▶ **Problems and tasks**:
**A)** In the symposium call for papers on identity, which Latin word is named as the root of "identity," and what does that word mean?
**B)** Write the next part of the symposium call for papers on identity, picking up after its last sentence.

▶ **Text passage**:
%%
UMRAN-International Symposium 2021

Call for Papers

Exploring ‘Identity’ through Culture, Literature and History

(Identity and Text)

There have been various approaches to understanding the notion of identity. This subject has been vastly explored and attempts have been made to define identity for philosophical, psychological and sociological studies. The word has its etymological root in the Latin identitas, which means sameness, but the term because of its abstract and fissiparous nature resists all attempts at being defined empirically. While in philosophy there could be varied possible relations between two identical beings, it could also mean self-imaging or conception of a person or their social representation and community identity. Identity also can imply gender identity, cultural identity, and national identity or be used to refer to more than one of them collectively. Capable of being fixed and fluid, inclusive and exclusive, inherent and contingent at once, identity as a notion is difficult to define. Stuart Hall in Cultural  Identity and Diaspora underlines how cultural identity itself is viewed both as “oneness” rooted in some  past as well as “a matter of ‘becoming’ as well as ‘being’.”
%%
▶ **Source data**:
%%
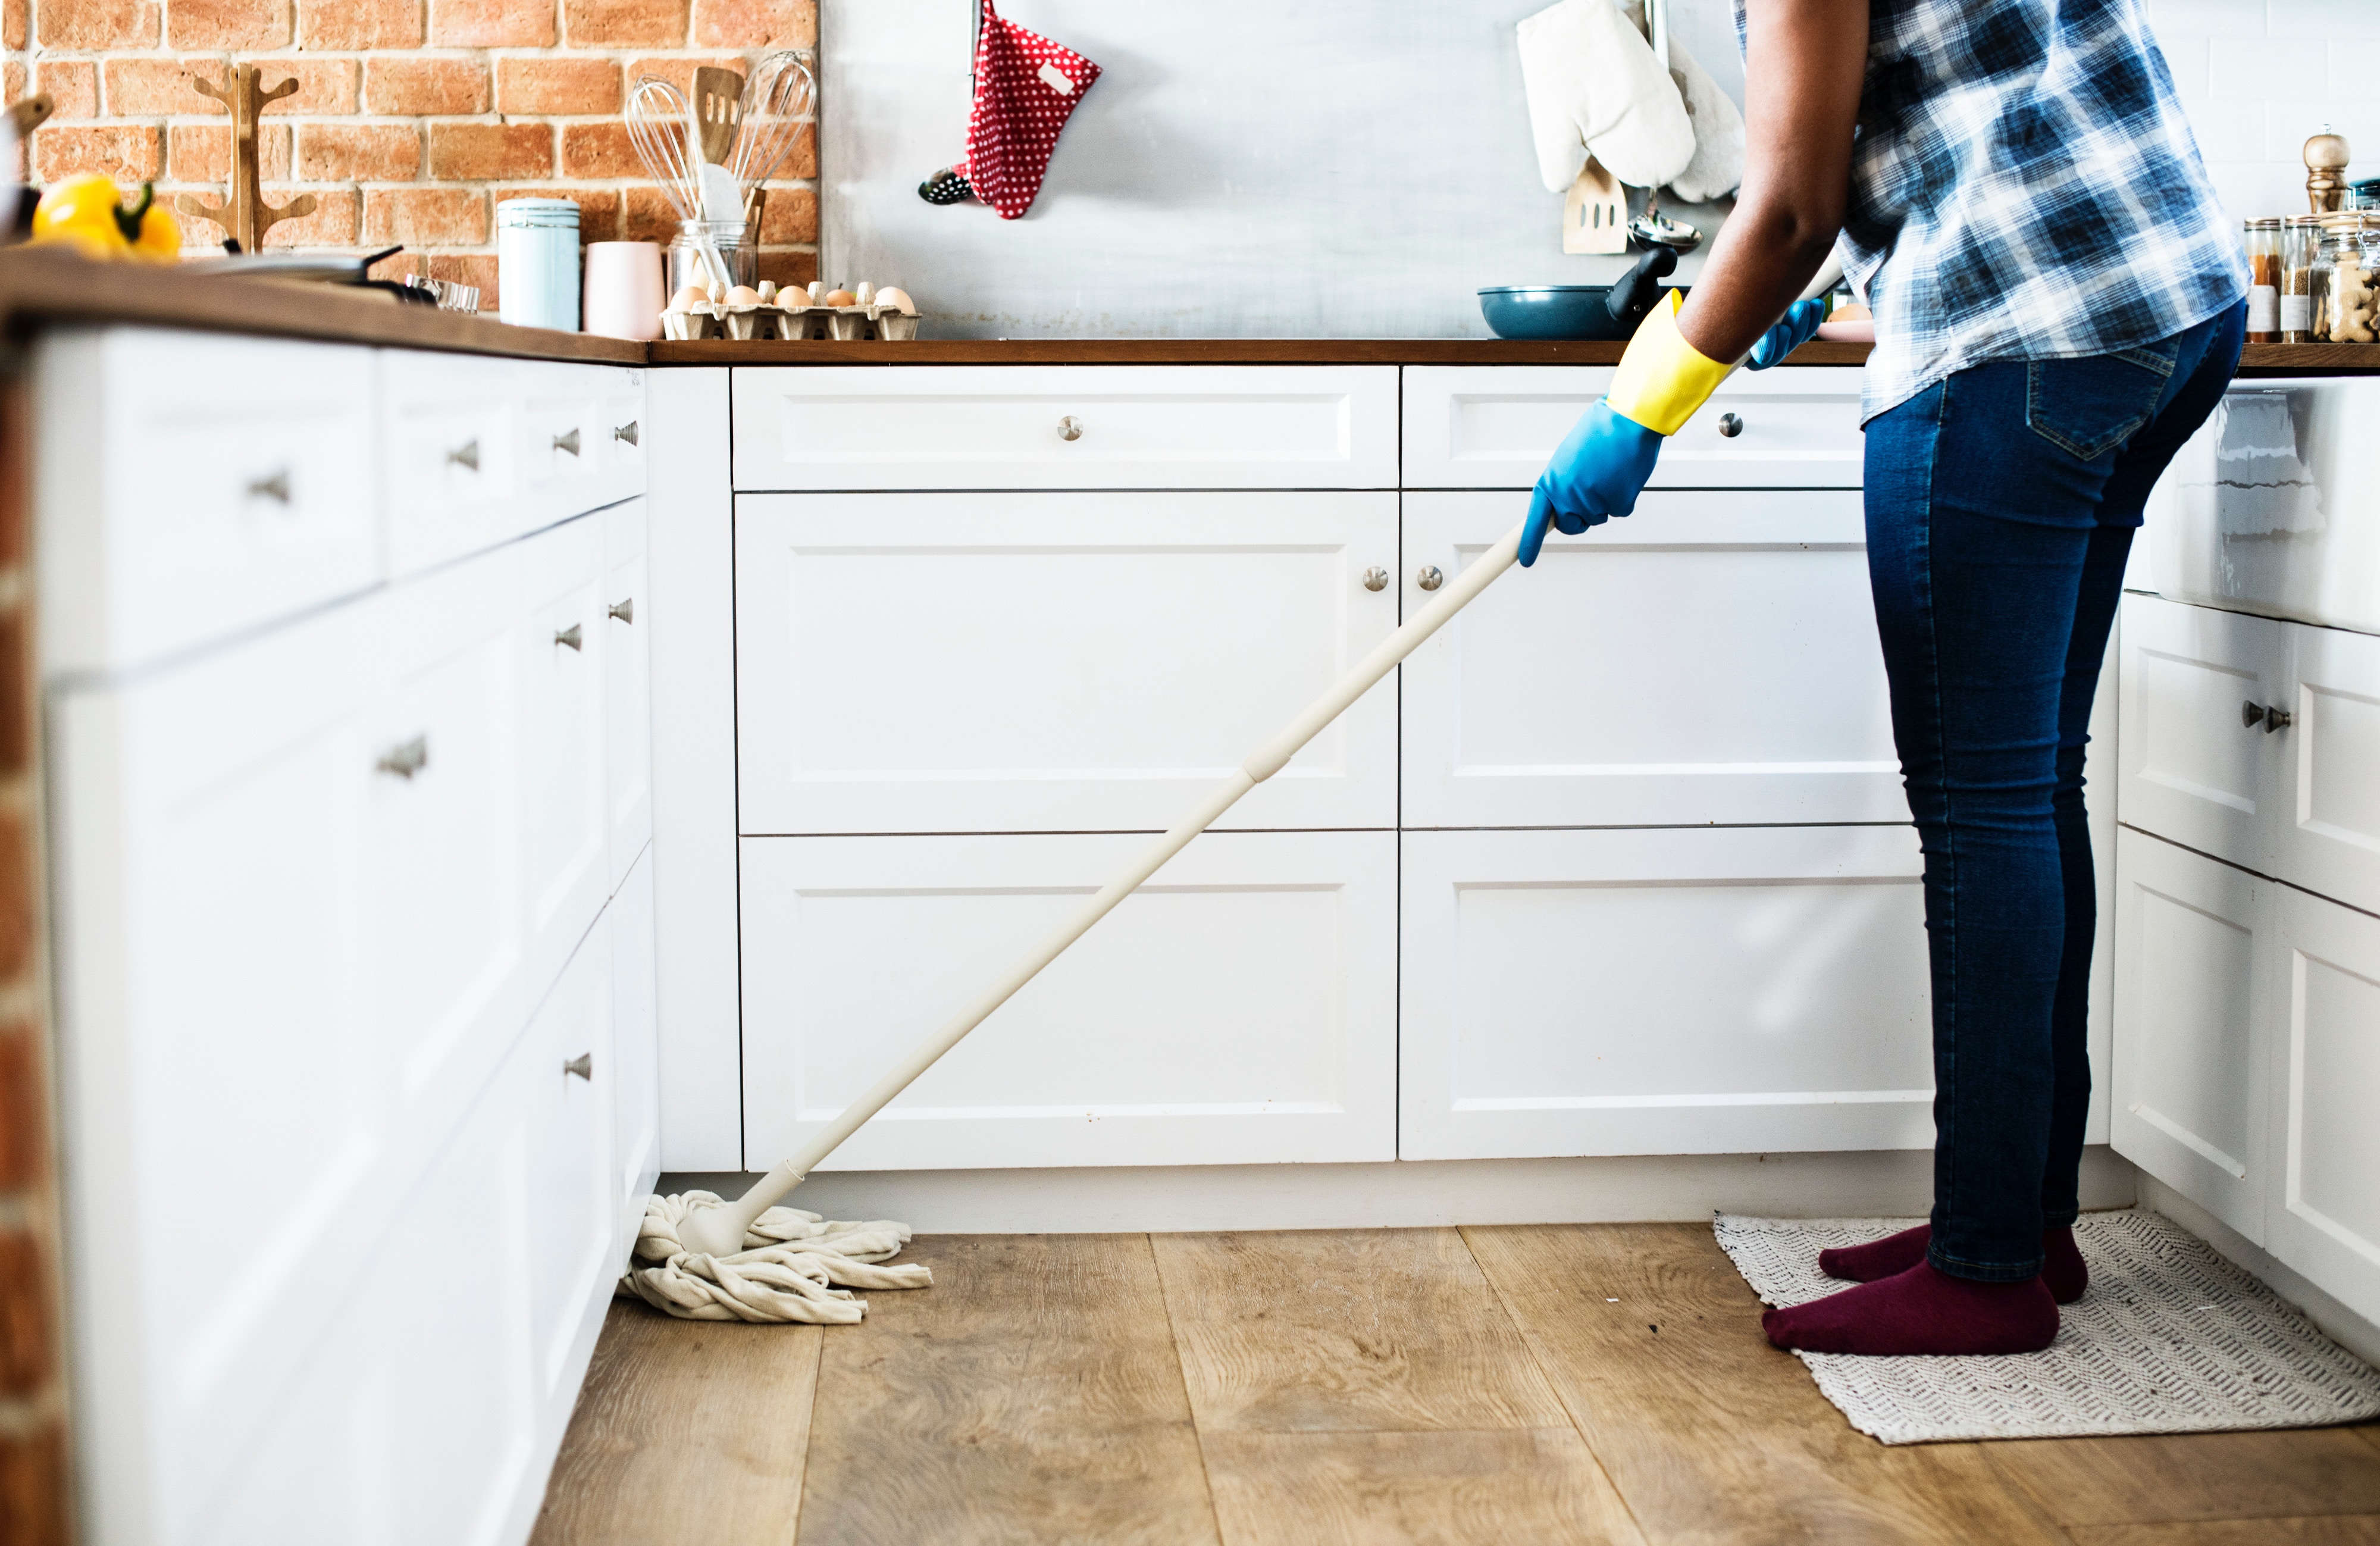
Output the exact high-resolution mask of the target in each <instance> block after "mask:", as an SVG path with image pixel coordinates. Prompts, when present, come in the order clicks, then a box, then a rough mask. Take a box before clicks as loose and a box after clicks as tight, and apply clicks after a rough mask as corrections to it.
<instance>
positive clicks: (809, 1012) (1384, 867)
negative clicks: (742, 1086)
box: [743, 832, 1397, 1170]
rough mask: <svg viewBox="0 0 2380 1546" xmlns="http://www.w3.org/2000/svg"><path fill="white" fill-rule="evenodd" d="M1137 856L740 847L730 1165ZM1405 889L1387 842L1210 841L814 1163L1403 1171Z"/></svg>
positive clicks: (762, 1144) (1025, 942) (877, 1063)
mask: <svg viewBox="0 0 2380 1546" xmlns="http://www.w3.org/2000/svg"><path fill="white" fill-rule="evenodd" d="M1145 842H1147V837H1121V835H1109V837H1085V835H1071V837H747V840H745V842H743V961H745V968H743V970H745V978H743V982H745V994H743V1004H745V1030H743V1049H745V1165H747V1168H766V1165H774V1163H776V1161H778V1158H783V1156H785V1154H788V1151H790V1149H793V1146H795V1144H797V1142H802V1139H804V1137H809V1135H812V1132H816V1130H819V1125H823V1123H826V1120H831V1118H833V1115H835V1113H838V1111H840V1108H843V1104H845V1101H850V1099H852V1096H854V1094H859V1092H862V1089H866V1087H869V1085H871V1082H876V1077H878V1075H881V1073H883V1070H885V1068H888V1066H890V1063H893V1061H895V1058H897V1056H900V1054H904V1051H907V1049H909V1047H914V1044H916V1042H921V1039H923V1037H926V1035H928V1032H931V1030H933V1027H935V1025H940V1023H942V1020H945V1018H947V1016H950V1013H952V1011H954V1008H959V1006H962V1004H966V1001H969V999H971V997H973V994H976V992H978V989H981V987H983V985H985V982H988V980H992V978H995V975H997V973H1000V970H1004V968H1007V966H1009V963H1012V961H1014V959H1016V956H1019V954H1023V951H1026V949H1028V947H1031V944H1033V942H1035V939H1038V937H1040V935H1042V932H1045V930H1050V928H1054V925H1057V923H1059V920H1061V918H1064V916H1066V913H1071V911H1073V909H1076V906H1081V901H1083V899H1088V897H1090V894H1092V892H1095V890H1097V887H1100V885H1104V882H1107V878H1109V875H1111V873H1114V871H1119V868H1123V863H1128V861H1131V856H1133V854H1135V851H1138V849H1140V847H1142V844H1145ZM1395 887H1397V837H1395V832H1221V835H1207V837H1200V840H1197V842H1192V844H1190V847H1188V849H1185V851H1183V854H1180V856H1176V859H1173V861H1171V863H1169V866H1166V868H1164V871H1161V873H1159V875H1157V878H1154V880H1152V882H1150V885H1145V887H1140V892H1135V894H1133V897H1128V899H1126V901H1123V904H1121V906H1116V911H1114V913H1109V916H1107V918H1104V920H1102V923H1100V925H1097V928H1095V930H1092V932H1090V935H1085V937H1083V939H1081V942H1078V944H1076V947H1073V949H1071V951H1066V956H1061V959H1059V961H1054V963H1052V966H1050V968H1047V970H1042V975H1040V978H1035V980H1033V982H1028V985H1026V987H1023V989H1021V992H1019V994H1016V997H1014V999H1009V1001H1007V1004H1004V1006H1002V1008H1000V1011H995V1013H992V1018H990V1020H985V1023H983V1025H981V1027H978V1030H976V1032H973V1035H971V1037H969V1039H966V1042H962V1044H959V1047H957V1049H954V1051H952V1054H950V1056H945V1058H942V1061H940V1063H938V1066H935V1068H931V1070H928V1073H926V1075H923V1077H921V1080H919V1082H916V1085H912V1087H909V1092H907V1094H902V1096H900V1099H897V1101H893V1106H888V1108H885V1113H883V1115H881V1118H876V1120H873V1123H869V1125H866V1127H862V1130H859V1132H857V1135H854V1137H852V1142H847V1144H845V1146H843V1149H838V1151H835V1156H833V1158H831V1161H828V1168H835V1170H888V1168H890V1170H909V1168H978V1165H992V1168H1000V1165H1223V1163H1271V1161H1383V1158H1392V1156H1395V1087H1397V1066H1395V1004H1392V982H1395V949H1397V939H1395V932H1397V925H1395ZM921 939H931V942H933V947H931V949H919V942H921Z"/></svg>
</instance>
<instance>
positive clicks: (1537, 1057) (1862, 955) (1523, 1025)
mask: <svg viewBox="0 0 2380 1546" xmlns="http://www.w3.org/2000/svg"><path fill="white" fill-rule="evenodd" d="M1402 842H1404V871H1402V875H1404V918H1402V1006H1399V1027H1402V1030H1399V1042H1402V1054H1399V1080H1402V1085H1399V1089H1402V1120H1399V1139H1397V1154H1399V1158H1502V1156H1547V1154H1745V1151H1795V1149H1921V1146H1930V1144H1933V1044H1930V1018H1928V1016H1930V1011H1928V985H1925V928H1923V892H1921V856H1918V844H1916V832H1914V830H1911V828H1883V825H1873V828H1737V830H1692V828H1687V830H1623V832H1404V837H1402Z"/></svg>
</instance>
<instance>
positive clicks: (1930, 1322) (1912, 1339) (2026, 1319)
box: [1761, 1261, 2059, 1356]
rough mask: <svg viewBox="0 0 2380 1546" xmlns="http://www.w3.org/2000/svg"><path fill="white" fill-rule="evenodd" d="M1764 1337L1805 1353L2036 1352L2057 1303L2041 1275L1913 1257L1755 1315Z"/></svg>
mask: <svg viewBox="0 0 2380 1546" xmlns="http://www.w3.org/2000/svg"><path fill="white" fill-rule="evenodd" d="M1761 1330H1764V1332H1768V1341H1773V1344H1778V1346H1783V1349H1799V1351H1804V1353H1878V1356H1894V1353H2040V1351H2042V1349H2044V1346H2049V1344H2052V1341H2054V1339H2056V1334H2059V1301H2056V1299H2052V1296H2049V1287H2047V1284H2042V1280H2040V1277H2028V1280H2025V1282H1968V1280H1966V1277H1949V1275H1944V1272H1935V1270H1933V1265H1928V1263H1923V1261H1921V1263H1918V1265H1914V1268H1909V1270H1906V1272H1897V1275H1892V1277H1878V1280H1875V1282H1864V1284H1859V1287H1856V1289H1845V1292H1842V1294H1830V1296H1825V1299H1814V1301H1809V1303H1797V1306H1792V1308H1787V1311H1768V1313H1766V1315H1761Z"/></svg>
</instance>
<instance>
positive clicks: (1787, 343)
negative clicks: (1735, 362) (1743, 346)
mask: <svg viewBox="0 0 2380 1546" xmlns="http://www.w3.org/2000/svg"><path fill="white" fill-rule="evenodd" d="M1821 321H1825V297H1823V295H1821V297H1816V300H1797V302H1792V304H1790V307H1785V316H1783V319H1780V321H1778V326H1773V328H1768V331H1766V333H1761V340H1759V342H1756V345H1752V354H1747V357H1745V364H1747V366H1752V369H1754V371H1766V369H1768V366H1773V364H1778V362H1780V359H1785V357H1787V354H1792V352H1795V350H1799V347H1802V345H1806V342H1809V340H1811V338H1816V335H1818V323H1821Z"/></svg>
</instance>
%%
▶ **Responses for each task**:
**A)** The Latin word is identitas, which means sameness.

**B)**
“Far from being eternally fixed in some essentialised past, it is subject to the continuous ‘play’ of history, culture and power. Far from being grounded in a mere ‘recovery’ of the past, which is waiting to be found, and which, when found, will secure our sense of ourselves into eternity, identities are the names we give to the different ways we are positioned by, and position ourselves within, the narratives of the past”.

This symposium tries to look at the various attempts of understanding identity and examine it as a process as well as a category of practice. Literature and historiography play a significant role in identity formation. Moreover, they themselves are affected by the configuration of various identities and identity politics. Fernand Braudel in A History of Civilizations mentions at the very outset (in the Chapter, “Changing Vocabulary”) that the terms in social sciences do not allow for a decisive definition; rather any understanding of it requires looking at it through all the social sciences. As Braudel suggests in the case of civilisation, even in the case of identity,  we need to see identity through geography, history, society, thought and all possible varied lenses to even near a decisive notion of it.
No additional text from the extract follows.